Meet The Islamic Sheikhas Tackling Islamic Extremism in Jordan

sheik 1.jpg
 
 

CHARLOTTE GRIEVE


“Who is most important to you?” Prophet Mohummad replied, “Your mother. Your mother. Your mother. And then your father.”

Khawla Basheer Abdeen tells this story to convey the sacred role of the Muslim woman in both her family and society.

With Islamic State (IS) occupying territory in Iraq and Syria, Jordan borders some of the most dangerous conflict zones in the world. The country remains stable domestically but, according to 2014 figures, Jordan is the largest contributor of foreign fighters in Syria.

 Khawla Basheer Abdeen has been preaching Islam for 42 years. (Photo by Charlotte Grieve)

Khawla Basheer Abdeen has been preaching Islam for 42 years. (Photo by Charlotte Grieve)

This year, the Jordanian Ministry of Islamic Affairs has encouraged 150 female preachers, also known as Sheikhas, to hold sessions in their communities to refute extremist Islamic ideology.

Abdeen is one of them. She has been a Sheikha since graduating from the University of Jordan in 1974. She has written 11 books on topics including the role of women in society and the purpose of life and death. 

She is now Amman’s most experienced Sheikha, although she says she was not always so focused on religion.

“I have changed from a carefree young girl interested in fashion and everything else to someone who has a message. A message that I am learning as I am spreading,” she says.

Her message is one of tolerance, honesty, equality and what she calls “good deeds”.

“If you follow God’s words and you don’t follow people, you will not be radicalised. Following certain people leads to radicalisation.”

Nowadays, Abdeen holds up to three religious classes per day in mosques across the city. She explains that mosques can be intimidating for women, so on Sundays she teaches from home.

“I tell them to come as you like, not to cover. I want them to be free so I give the lesson at home.”

Abdeen’s home is an apartment on the third storey of a white stone building. To the right of the front door is a placard with a verse from the Quran. Inside, olive green walls are lined with family photographs in golden frames.

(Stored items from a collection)
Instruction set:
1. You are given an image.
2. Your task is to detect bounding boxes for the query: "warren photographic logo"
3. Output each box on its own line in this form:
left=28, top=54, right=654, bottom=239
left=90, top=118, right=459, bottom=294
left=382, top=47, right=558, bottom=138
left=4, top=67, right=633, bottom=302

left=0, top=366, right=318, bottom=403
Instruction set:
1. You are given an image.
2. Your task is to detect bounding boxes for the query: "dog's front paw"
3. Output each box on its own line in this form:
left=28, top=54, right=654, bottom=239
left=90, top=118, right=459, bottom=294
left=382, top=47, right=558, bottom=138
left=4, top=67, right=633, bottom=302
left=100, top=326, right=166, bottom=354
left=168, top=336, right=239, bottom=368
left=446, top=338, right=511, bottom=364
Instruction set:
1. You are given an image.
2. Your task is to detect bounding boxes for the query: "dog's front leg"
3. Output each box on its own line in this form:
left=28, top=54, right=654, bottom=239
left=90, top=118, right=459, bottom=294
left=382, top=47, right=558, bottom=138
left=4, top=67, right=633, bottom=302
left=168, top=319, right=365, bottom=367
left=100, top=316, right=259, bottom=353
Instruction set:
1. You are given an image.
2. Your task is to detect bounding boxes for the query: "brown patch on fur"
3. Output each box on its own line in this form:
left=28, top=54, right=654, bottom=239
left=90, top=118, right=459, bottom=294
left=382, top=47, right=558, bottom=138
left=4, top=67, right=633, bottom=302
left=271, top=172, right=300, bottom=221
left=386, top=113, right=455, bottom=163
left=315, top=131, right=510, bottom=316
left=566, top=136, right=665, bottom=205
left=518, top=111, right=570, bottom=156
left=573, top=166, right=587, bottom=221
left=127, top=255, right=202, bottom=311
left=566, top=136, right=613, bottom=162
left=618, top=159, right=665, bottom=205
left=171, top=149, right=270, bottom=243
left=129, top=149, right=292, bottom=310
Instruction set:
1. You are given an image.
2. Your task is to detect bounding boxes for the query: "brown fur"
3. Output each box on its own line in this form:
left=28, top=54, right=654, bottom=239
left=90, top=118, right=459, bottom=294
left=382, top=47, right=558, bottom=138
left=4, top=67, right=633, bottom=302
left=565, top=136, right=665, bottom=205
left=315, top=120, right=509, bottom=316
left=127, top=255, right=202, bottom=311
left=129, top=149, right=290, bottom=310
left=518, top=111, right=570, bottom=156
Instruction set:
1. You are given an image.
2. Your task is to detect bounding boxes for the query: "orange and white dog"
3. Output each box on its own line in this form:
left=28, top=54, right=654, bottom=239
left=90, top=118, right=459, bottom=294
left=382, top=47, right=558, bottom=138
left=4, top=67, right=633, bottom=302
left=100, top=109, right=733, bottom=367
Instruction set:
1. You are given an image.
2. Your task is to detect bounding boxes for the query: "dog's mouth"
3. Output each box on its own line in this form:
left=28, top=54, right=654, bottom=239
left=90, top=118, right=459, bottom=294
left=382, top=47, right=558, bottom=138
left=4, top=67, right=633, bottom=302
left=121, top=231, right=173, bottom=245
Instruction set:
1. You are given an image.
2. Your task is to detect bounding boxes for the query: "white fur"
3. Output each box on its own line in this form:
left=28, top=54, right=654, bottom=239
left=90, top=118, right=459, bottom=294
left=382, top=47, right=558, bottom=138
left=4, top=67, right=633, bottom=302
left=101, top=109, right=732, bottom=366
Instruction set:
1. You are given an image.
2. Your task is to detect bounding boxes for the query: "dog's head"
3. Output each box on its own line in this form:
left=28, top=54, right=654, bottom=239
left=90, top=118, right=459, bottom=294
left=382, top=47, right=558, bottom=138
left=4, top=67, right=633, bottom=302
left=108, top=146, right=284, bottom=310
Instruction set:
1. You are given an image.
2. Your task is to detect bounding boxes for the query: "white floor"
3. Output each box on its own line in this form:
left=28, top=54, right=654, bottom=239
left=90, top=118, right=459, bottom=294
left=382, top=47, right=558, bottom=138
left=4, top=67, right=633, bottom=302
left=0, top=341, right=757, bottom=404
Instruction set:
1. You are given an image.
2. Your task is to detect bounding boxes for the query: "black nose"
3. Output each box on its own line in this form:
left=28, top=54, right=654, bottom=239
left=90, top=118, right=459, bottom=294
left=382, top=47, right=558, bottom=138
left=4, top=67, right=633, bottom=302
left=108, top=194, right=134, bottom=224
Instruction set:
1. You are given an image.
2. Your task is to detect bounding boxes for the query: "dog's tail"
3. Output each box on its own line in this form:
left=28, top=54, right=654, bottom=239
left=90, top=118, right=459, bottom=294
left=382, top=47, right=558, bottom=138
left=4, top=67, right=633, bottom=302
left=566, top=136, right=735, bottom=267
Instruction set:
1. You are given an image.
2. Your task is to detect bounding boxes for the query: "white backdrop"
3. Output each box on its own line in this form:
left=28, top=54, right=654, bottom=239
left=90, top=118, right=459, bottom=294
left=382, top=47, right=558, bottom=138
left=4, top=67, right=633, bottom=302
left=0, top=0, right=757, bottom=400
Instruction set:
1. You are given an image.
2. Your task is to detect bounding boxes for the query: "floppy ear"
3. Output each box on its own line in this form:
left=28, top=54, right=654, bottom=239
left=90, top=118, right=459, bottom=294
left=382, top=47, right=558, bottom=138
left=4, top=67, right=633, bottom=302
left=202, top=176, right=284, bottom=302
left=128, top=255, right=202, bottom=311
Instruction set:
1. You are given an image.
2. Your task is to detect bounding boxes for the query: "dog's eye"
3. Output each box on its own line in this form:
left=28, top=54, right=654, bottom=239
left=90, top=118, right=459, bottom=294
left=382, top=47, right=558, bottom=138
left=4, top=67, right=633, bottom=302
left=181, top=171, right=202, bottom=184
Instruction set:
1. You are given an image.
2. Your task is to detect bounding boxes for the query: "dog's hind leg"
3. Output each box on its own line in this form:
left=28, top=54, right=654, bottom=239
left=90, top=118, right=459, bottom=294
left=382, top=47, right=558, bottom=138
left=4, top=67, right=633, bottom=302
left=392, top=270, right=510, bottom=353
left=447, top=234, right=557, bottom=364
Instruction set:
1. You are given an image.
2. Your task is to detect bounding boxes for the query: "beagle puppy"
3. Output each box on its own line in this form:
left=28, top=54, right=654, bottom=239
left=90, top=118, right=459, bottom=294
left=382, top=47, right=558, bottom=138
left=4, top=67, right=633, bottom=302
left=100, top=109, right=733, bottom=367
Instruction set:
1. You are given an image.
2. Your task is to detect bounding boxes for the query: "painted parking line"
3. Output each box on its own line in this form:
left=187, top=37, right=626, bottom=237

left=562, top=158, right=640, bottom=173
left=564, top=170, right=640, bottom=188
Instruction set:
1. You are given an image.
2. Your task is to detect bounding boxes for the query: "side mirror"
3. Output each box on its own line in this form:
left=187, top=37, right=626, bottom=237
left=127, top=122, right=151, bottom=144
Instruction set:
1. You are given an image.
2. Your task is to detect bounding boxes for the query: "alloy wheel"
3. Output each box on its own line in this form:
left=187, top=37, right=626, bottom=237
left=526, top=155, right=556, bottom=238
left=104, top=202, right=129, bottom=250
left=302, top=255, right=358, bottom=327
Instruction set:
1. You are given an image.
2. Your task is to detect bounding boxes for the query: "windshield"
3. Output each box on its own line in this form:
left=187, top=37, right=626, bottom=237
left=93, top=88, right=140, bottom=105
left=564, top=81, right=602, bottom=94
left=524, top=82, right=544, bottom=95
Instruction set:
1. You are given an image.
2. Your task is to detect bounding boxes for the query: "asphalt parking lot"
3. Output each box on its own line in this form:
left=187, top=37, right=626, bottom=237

Written tasks:
- 1) Reproduce the passage of the article on Jordan's female preachers starting with "sheik 1.jpg" and going on through "family and society.", substituting "central role" for "sacred role".
- 2) Pick out every line of the records that contains the string "front", treating uppercase and lowercase as different.

Results for the exercise:
- 1)
sheik 1.jpg
 
 

CHARLOTTE GRIEVE


“Who is most important to you?” Prophet Mohummad replied, “Your mother. Your mother. Your mother. And then your father.”

Khawla Basheer Abdeen tells this story to convey the central role of the Muslim woman in both her family and society.

- 2)
2. Your task is to detect bounding boxes for the query: "dog's front paw"
2. Your task is to detect bounding boxes for the query: "dog's front leg"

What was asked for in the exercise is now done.